══ Provided records ══
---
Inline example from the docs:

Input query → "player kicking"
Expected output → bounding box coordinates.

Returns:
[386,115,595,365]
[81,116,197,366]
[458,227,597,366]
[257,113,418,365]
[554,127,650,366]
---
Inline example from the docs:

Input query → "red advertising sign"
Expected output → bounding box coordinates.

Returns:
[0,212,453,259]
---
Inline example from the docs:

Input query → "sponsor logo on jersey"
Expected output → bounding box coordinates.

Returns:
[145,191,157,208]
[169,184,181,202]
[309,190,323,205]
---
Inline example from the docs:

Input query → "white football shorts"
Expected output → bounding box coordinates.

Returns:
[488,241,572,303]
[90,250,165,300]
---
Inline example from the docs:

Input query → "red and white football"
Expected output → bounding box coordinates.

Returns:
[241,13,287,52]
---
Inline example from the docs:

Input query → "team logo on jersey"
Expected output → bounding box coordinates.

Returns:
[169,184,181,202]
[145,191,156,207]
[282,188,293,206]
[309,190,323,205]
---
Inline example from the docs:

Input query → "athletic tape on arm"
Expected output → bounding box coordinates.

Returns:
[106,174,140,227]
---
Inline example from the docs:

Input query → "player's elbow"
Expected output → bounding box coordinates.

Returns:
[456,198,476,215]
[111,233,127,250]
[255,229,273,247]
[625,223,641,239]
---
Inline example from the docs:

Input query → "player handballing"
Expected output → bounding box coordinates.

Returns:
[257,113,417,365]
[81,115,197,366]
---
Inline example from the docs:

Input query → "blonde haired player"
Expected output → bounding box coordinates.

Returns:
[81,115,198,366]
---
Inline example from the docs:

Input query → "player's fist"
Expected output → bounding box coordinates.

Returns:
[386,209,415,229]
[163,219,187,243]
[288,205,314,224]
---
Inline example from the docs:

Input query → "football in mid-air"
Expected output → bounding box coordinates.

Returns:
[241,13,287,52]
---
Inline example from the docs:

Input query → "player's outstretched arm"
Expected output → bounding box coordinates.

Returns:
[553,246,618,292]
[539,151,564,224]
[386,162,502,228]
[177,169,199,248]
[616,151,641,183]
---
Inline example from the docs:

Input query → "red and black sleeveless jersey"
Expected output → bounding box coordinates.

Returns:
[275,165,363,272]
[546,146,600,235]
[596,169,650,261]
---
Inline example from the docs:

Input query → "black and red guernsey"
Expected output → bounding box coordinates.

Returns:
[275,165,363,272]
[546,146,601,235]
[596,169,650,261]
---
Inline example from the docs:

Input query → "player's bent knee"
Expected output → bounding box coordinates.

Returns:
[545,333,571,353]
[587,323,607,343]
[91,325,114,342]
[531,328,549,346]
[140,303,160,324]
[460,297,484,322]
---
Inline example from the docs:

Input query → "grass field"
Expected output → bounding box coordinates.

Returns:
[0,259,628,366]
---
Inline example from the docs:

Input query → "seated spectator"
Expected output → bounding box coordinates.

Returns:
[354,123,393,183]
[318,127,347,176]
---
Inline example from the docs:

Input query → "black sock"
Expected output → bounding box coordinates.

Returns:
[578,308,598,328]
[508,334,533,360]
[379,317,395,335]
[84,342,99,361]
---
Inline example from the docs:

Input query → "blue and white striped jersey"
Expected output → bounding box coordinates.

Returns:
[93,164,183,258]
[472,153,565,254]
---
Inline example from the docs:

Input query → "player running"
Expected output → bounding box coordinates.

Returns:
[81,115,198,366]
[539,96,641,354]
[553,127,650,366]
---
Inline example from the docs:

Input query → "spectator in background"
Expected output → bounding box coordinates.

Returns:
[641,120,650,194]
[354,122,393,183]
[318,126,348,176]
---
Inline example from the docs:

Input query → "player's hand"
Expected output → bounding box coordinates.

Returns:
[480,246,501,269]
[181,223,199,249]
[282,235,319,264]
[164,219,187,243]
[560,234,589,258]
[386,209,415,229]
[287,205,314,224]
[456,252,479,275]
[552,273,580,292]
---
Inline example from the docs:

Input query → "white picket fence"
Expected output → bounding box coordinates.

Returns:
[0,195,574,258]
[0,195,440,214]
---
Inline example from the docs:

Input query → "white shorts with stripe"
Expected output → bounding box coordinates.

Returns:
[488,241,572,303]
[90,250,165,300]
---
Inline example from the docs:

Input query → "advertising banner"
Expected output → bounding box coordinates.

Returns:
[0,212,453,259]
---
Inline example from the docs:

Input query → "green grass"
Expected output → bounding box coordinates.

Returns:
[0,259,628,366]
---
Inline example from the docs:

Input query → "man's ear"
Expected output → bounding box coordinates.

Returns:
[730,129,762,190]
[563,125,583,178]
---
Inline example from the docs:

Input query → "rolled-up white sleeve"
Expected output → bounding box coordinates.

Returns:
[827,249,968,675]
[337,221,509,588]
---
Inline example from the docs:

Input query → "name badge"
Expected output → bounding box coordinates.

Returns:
═══
Stated task => Rewrite all of the records above with "Expected output" swapped for "Desired output" everywhere it appears. Keep every other character the same.

Complete output =>
---
Inline example from the docs:

Input query → "player kicking"
Desired output → bounding box coordinates.

Returns:
[386,115,595,365]
[81,116,197,366]
[458,227,597,366]
[257,113,418,365]
[554,127,650,366]
---
Inline example from the docs:

Input query → "red advertising sign"
Desired output → bounding box coordinates.

Returns:
[0,212,453,259]
---
Inline example from the docs:

Input query → "sponsor logo on jersey"
Desired output → bounding box coordinates.

Returns:
[145,191,157,208]
[169,184,181,202]
[309,190,323,205]
---
Inline example from the docs:

Input query → "white football shorts"
Desired output → bounding box coordinates.

Returns:
[488,241,572,303]
[90,250,165,300]
---
Inline example from the docs:

Input query → "red and white football"
Desired output → bounding box coordinates.

Returns:
[241,13,287,52]
---
Inline example from the docs:

Input query → "team logo on jersey"
Desired output → bounding box coordinates.

Returns:
[169,184,181,202]
[145,191,156,207]
[282,188,293,206]
[309,190,323,205]
---
Inline example from the docs:

Input query → "athletic tape on arm"
Desired output → bounding box coordinates.

Returns:
[106,174,140,227]
---
Inline example from the docs:

Input query → "player's elbow"
Desired output → bounding box coordinates.

Returns:
[456,198,476,215]
[111,233,127,250]
[255,229,273,247]
[625,223,641,239]
---
Inline example from the docs:

Input query → "player handballing"
Desired output → bounding box coordinates.

Returns:
[257,113,417,365]
[81,115,197,366]
---
Inline example from the docs:

Input query → "blonde haired player"
Desired output → bounding box coordinates.

Returns:
[81,115,198,366]
---
Inline example from the docs:

Input query → "player's fist"
Desired output → bounding box coordinates.

Returns:
[386,209,415,229]
[163,219,187,243]
[288,205,314,224]
---
Inline example from the docs:

Input query → "football in mid-air"
Desired output → bounding box coordinates.

Returns:
[241,13,287,52]
---
Inline example from the docs:

Input query → "player's outstretched arm"
Desired output → bounding box coordinates.

Returns:
[553,246,618,292]
[539,151,564,224]
[386,162,502,228]
[177,169,199,248]
[616,151,641,183]
---
Inline example from the docs:

Input query → "red and black sleeveless jersey"
Desired output → bounding box coordinates.

Returns:
[275,165,363,272]
[546,146,600,235]
[596,169,650,261]
---
Inline example from the docs:

Input query → "black and red guernsey"
Desired output → bounding box coordinates.

Returns:
[275,165,363,272]
[546,146,601,235]
[596,169,650,261]
---
Inline example from the docs:

Input query → "player's bent knee"
Desired output → bounding box coordinates.

Returns:
[545,333,571,353]
[587,323,607,343]
[91,325,114,342]
[531,328,549,346]
[140,303,160,324]
[460,297,484,322]
---
Inline example from the docs:

Input query → "grass field"
Desired output → bounding box coordinates.

Returns:
[0,259,628,366]
---
Inline example from the docs:

Input query → "seated spectator"
Desired output → bounding box coordinates.

Returns:
[354,123,393,183]
[318,127,347,176]
---
Inline example from the docs:

Input query → "black sock"
Desired output → bounding box coordinates.

Returns:
[578,308,598,328]
[508,334,533,360]
[379,317,395,335]
[84,342,99,361]
---
Inline example from the docs:

Input query → "blue and white striped jersey"
Desired output → bounding box coordinates.

Returns:
[93,164,183,258]
[472,153,565,254]
---
Inline example from the docs:

Input query → "player running"
Desired output → bounding box coordinates.

Returns:
[81,115,198,366]
[539,96,641,354]
[553,127,650,366]
---
Inline example from the docs:

Input query → "spectator in background"
Desired output → bounding box coordinates.

Returns:
[641,120,650,194]
[354,122,393,183]
[318,126,348,176]
---
Inline example from the docs:

Input query → "player's hand"
Desired output → bounding box coordinates.

Returns:
[480,246,501,269]
[181,223,199,249]
[282,235,319,264]
[164,219,187,243]
[560,234,589,258]
[386,209,415,229]
[287,205,314,224]
[456,252,479,275]
[552,273,580,292]
---
Inline example from the docs:

Input query → "white picket fence"
Desired output → bounding box coordinates.

Returns:
[0,195,574,258]
[0,195,440,214]
---
Inline example from the docs:

Input query → "white shorts with stripe"
Desired output → bounding box coordinates.

Returns:
[488,241,572,303]
[90,250,165,300]
---
Inline example from the docs:

Input query → "advertising banner"
Desired output → bounding box coordinates.

Returns:
[0,212,453,259]
---
Inline example from the docs:

Input query → "green grass"
Desired output → bounding box coordinates.

Returns:
[0,259,628,366]
---
Inline example from the docs:

Input query → "man's ear"
Desired output → bounding box coordinates.

Returns:
[730,129,762,190]
[563,125,583,178]
---
Inline example from the docs:

Input query → "rolled-up white sleeve"
Desired output → bounding box coordinates.

Returns:
[827,249,968,675]
[337,221,509,588]
---
Inline example from the docs:

Input query → "name badge"
Desired output → bounding box coordinates.

Returns:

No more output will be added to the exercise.